# What is needed
Drop every picture and give the entries back exactly.

Records from a collection:

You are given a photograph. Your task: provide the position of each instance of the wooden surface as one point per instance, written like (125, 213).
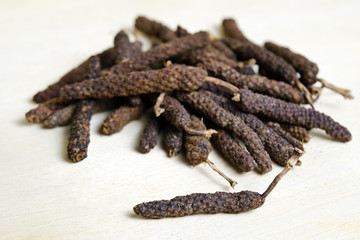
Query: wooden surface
(44, 196)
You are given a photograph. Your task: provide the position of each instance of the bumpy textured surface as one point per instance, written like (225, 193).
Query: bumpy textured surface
(174, 77)
(300, 133)
(232, 30)
(307, 69)
(284, 112)
(287, 136)
(150, 135)
(45, 109)
(256, 83)
(201, 103)
(159, 53)
(80, 131)
(232, 151)
(197, 148)
(61, 117)
(122, 46)
(175, 113)
(275, 66)
(77, 74)
(277, 147)
(155, 29)
(221, 47)
(116, 120)
(201, 203)
(173, 140)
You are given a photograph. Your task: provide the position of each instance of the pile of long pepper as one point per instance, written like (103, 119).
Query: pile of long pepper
(201, 91)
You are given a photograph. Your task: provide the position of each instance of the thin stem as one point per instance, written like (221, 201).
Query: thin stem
(157, 109)
(213, 166)
(222, 83)
(290, 164)
(342, 91)
(206, 133)
(306, 93)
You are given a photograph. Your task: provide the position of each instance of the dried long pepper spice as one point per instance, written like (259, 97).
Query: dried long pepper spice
(116, 120)
(150, 135)
(201, 203)
(211, 203)
(221, 47)
(61, 117)
(162, 52)
(232, 30)
(232, 151)
(176, 114)
(274, 66)
(80, 126)
(173, 140)
(285, 112)
(80, 131)
(255, 83)
(211, 110)
(300, 133)
(45, 109)
(277, 147)
(154, 28)
(174, 77)
(198, 149)
(77, 74)
(287, 136)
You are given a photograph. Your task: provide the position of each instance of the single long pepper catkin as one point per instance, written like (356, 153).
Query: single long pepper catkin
(256, 83)
(174, 77)
(150, 135)
(80, 127)
(300, 133)
(60, 117)
(173, 140)
(285, 112)
(287, 136)
(162, 52)
(232, 151)
(277, 147)
(107, 59)
(201, 203)
(211, 110)
(307, 69)
(232, 30)
(154, 28)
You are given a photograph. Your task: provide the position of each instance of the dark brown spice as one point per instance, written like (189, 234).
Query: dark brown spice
(300, 133)
(173, 140)
(278, 148)
(307, 69)
(77, 74)
(150, 135)
(116, 120)
(232, 30)
(80, 131)
(284, 134)
(60, 117)
(198, 148)
(45, 109)
(254, 82)
(174, 77)
(201, 203)
(154, 28)
(211, 110)
(221, 47)
(284, 112)
(232, 151)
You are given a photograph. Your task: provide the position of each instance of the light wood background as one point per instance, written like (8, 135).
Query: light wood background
(44, 196)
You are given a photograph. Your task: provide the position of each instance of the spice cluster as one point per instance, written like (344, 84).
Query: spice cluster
(198, 91)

# Response for this exercise
You are given a photograph. Your task: provide the position of each instance of the wooden surface as one point per instance, written like (125, 213).
Query: wooden surface
(44, 196)
You are given a photograph. Your task: provide the position of each instance of the bumpy textured surface as one point per instance, written like (225, 193).
Query: bumpy textured surface
(174, 77)
(300, 133)
(232, 30)
(307, 69)
(284, 112)
(287, 136)
(150, 135)
(45, 109)
(256, 83)
(201, 103)
(159, 53)
(80, 131)
(232, 151)
(197, 148)
(61, 117)
(122, 46)
(175, 113)
(275, 66)
(77, 74)
(277, 147)
(155, 29)
(221, 47)
(116, 120)
(201, 203)
(173, 140)
You are given a photograph. Your task: provide the position of each instance of the pile of long pepper as one point per instance, written like (103, 119).
Query: pile of long pepper
(201, 91)
You are given a photograph. Your task: provide the position of each instance of the thin stem as one point per instance, written like (221, 201).
Query: thin stem
(157, 109)
(213, 166)
(222, 83)
(290, 164)
(342, 91)
(206, 133)
(306, 93)
You are given a photograph. Your task: provide the position of each instance of the dried long pepper spice as one point per instance, written like (259, 97).
Query: dried long pepper spice
(116, 120)
(150, 135)
(201, 203)
(211, 203)
(221, 47)
(61, 117)
(162, 52)
(232, 30)
(232, 151)
(176, 114)
(274, 66)
(80, 126)
(173, 140)
(285, 112)
(80, 131)
(255, 83)
(211, 110)
(300, 133)
(45, 109)
(277, 147)
(154, 28)
(174, 77)
(198, 149)
(77, 74)
(287, 136)
You are given a photograph. Your task: provide the position of each instance of the single long pepper catkin as one point per instance, written like (356, 153).
Query: single long pepper catkin
(256, 83)
(174, 77)
(150, 135)
(80, 127)
(300, 133)
(60, 117)
(173, 140)
(285, 112)
(287, 136)
(162, 52)
(232, 151)
(277, 147)
(107, 59)
(201, 203)
(211, 110)
(307, 69)
(232, 30)
(154, 28)
You are given a photograph. Your task: provide the position of each instance of the dark brown spice as one point per instance, written like (189, 234).
Query: dark brown spice
(300, 133)
(173, 140)
(278, 148)
(307, 69)
(77, 74)
(150, 135)
(116, 120)
(232, 30)
(80, 131)
(284, 134)
(60, 117)
(198, 148)
(45, 109)
(254, 82)
(174, 77)
(201, 203)
(154, 28)
(211, 110)
(221, 47)
(284, 112)
(232, 151)
You are given a photograph. Your task: provide the position of each instance of the light wood background as one point per instance, written like (8, 135).
Query: light wood background
(44, 196)
You are given a photograph. Your task: provide the position of each instance of the spice cluster as one point per instance, written like (344, 84).
Query: spice cluster
(198, 91)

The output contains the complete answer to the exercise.